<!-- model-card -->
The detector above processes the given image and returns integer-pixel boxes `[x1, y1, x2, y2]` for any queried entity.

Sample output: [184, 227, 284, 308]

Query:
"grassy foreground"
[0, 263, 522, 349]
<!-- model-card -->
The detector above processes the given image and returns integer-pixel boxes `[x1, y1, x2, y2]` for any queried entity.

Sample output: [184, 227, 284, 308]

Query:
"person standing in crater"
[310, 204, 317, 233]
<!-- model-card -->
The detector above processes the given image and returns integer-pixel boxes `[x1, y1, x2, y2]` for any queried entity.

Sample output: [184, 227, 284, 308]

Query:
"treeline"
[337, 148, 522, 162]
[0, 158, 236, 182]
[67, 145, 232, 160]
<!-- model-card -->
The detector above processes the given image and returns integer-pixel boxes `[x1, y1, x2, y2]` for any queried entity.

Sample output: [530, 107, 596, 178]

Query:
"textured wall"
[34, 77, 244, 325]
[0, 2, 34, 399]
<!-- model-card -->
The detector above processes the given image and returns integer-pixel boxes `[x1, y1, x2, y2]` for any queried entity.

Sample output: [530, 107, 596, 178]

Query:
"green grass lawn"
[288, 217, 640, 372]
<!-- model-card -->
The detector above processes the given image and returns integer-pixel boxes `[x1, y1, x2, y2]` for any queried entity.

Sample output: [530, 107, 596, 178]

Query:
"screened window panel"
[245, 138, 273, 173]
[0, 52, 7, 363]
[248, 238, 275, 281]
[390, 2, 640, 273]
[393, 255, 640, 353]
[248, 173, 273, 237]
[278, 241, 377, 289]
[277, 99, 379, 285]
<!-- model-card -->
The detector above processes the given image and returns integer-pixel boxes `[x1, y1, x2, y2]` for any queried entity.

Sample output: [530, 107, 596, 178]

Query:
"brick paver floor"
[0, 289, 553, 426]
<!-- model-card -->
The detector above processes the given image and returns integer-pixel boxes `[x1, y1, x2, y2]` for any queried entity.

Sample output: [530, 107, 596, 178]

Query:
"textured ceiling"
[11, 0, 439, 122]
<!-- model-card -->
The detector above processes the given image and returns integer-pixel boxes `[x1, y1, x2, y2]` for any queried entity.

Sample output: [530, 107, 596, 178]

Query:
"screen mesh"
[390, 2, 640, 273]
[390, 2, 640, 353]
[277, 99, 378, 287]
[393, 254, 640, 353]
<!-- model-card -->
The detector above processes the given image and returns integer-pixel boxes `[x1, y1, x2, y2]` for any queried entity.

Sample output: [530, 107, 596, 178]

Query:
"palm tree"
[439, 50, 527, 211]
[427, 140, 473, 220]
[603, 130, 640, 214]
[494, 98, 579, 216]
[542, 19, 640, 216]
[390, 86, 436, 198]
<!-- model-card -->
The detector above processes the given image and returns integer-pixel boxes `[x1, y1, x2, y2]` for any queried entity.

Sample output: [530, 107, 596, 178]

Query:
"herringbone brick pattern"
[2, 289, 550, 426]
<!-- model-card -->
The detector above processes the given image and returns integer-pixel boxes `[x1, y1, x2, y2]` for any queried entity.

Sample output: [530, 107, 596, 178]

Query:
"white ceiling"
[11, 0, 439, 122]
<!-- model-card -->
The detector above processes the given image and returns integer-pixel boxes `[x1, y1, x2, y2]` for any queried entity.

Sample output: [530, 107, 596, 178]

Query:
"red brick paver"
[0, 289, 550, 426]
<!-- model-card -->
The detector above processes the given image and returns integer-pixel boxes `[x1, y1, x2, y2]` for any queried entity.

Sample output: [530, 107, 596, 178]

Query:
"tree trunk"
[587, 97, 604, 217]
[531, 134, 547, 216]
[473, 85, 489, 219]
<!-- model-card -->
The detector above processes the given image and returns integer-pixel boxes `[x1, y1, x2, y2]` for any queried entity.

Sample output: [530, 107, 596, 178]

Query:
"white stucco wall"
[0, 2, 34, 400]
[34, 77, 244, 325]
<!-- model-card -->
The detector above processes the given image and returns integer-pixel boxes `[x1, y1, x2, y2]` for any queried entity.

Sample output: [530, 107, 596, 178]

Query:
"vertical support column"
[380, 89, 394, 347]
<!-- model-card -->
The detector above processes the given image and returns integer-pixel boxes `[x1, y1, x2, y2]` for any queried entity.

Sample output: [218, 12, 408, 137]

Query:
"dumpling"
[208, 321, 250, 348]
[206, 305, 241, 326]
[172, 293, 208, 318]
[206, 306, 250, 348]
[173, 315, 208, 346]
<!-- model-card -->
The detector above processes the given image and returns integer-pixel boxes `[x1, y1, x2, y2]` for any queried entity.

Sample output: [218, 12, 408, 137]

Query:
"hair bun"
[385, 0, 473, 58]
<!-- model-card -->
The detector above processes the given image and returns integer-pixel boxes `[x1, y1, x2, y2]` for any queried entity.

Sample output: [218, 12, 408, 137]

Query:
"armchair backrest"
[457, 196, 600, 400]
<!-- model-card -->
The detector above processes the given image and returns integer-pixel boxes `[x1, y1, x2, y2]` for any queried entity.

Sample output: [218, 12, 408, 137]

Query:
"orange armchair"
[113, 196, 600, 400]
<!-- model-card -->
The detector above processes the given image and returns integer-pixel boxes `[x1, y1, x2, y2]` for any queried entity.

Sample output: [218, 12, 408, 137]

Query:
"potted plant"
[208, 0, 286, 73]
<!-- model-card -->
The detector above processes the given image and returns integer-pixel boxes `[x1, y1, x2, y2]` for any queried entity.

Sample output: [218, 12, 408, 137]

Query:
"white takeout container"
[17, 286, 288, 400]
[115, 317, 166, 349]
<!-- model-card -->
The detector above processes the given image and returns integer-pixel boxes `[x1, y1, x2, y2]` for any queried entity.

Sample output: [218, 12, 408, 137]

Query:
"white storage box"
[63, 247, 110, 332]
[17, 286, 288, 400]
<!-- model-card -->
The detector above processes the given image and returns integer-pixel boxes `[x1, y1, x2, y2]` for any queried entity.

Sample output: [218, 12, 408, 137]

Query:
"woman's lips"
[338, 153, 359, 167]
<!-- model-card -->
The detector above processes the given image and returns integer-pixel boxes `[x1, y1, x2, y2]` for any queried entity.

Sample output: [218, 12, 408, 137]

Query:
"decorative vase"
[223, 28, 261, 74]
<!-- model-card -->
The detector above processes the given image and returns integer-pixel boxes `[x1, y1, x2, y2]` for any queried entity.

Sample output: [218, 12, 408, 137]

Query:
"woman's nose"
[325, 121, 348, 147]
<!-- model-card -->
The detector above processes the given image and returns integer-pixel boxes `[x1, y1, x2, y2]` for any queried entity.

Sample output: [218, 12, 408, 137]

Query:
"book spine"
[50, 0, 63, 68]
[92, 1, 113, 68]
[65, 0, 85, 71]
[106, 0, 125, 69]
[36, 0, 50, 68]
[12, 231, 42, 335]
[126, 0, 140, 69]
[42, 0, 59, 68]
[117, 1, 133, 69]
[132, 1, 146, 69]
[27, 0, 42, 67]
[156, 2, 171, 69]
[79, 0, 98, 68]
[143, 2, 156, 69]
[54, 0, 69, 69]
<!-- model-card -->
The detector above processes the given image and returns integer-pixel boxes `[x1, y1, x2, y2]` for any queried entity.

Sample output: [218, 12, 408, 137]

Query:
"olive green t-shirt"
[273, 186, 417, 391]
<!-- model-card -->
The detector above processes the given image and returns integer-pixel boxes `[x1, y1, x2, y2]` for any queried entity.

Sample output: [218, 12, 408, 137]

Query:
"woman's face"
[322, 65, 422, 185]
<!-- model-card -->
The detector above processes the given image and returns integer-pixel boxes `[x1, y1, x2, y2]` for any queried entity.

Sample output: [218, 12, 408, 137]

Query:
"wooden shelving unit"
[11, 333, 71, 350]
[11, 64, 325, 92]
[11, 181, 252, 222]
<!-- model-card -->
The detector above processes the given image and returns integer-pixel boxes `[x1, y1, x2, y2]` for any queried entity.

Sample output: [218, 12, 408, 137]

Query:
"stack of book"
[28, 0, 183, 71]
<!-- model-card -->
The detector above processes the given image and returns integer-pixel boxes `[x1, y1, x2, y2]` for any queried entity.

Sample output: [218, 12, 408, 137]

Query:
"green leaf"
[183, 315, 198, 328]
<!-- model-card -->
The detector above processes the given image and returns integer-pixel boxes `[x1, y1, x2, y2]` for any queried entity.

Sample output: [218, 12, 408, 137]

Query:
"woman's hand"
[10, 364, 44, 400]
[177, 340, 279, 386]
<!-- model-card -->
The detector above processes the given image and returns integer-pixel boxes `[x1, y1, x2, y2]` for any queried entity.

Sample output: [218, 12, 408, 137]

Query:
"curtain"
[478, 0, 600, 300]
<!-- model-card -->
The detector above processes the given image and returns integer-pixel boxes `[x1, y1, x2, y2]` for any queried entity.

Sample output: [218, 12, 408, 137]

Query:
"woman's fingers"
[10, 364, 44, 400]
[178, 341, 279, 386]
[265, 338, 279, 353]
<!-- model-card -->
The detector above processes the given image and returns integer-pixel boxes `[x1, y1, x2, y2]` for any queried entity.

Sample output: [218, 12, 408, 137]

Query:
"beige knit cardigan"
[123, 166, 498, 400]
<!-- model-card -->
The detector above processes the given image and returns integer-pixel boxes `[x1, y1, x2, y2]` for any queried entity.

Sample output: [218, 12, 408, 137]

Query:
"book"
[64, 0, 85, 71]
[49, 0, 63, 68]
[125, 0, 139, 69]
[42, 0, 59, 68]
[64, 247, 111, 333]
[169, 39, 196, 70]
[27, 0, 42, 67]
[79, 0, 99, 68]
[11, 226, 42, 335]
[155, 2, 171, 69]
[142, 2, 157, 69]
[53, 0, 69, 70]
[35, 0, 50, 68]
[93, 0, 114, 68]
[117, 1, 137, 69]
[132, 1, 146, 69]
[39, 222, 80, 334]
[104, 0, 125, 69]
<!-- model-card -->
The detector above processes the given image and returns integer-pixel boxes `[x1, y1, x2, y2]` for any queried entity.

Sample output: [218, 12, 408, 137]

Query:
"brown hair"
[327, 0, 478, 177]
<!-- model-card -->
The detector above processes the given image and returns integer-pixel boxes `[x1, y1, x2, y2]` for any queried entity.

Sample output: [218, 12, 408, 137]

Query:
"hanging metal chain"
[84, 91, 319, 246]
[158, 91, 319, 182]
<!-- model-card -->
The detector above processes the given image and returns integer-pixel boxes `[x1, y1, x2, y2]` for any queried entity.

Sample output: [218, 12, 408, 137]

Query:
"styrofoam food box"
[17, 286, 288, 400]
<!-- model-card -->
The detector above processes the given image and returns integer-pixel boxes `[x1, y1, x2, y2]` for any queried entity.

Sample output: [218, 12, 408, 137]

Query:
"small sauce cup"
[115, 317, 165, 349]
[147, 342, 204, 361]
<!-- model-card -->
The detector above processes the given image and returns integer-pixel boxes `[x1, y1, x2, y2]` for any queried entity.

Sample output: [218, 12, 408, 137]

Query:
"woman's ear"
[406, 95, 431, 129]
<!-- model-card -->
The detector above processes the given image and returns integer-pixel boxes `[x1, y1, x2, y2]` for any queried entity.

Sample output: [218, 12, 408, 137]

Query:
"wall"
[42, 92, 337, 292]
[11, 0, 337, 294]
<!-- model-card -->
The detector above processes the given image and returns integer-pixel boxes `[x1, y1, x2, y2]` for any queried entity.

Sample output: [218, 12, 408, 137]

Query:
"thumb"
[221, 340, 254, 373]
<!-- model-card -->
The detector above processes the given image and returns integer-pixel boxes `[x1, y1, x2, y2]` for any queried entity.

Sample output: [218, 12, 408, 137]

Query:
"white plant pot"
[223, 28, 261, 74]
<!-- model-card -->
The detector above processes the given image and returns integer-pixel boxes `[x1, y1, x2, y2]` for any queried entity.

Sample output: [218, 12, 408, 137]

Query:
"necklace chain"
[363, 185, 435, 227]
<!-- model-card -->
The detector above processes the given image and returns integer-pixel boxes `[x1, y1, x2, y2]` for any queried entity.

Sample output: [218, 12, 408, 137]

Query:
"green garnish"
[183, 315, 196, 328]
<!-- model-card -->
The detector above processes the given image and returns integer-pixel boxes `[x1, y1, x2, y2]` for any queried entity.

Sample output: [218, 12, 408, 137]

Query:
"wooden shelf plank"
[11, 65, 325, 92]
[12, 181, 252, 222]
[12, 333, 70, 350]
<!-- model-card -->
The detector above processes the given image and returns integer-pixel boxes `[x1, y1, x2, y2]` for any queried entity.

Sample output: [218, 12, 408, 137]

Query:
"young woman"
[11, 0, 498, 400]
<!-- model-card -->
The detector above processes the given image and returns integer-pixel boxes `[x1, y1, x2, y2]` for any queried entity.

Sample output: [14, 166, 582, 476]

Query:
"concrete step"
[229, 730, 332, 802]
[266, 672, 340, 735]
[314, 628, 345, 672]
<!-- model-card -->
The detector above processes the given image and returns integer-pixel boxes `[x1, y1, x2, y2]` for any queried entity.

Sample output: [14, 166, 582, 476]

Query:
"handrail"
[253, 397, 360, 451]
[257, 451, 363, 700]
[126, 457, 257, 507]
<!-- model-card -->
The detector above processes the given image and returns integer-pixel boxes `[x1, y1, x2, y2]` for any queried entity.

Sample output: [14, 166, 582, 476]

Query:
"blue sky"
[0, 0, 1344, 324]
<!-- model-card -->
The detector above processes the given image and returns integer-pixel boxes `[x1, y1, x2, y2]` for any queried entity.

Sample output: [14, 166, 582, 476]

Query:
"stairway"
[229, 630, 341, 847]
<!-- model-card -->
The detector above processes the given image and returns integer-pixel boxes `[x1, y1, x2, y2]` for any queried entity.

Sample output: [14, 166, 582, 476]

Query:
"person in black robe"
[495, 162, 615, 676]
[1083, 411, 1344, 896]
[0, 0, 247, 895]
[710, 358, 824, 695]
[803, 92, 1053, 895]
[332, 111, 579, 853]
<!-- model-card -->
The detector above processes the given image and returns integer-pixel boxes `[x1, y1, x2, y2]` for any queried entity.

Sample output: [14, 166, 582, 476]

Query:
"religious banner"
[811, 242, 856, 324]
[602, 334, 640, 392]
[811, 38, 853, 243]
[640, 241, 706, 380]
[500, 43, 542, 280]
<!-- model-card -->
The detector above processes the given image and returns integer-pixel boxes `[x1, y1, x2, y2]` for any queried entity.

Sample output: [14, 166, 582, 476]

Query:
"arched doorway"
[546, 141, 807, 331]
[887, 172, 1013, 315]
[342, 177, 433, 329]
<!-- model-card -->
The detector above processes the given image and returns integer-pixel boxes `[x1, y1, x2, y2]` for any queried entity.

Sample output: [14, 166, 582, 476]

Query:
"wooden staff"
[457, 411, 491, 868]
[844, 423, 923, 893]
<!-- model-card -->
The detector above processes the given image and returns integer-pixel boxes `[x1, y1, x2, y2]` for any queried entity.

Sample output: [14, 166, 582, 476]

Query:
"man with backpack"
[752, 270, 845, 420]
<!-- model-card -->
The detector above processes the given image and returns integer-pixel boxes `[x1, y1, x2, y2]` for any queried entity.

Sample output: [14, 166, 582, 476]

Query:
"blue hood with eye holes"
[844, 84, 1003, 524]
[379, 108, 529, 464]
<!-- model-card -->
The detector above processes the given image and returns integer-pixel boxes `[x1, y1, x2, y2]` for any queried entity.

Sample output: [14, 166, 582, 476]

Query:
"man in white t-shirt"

-----

**What is needed:** Reproduce the records word for word, starting with their first line and going on through the line that contains "[0, 289, 553, 426]", including both of those lines.

**Finished task:**
<!-- model-card -->
The detector above processes the given image and returns integer-pixel boxes `[x1, y1, x2, y2]` for any queried entity.

Sample output: [184, 227, 284, 308]

Query:
"grassy foreground"
[0, 263, 522, 349]
<!-- model-card -->
The detector above processes the given image and returns integer-pixel boxes `[x1, y1, x2, y2]` for any queried entity.

Sample output: [184, 227, 284, 308]

Query:
"person standing in crater"
[310, 204, 317, 233]
<!-- model-card -->
The detector above processes the given image and returns integer-pixel boxes `[x1, y1, x2, y2]` for any queried entity.

Sample output: [184, 227, 284, 308]

Query:
"treeline"
[337, 148, 522, 162]
[0, 158, 236, 182]
[67, 145, 232, 160]
<!-- model-card -->
The detector above processes the given image and returns integer-pixel boxes `[x1, y1, x2, y2]` for any queried entity.

Sample output: [530, 107, 596, 178]

Query:
"textured wall"
[34, 77, 244, 325]
[0, 2, 34, 399]
<!-- model-card -->
The detector above processes the given image and returns integer-pixel boxes `[x1, y1, x2, y2]` for any queried entity.

Sample output: [530, 107, 596, 178]

Query:
"green grass lawn"
[288, 217, 640, 372]
<!-- model-card -->
The detector above processes the given image and returns integer-pixel boxes `[x1, y1, x2, y2]` for any queried entity.

Sample output: [530, 107, 596, 178]

Query:
"screened window panel"
[245, 138, 273, 173]
[0, 52, 7, 363]
[248, 238, 275, 281]
[390, 2, 640, 273]
[393, 255, 640, 353]
[248, 173, 273, 237]
[278, 241, 377, 289]
[277, 99, 379, 285]
<!-- model-card -->
The detector above processes the given image and returns integer-pixel boxes `[x1, y1, x2, y2]` for any queried entity.

Sample output: [530, 107, 596, 178]

Query:
"brick paver floor"
[0, 289, 553, 426]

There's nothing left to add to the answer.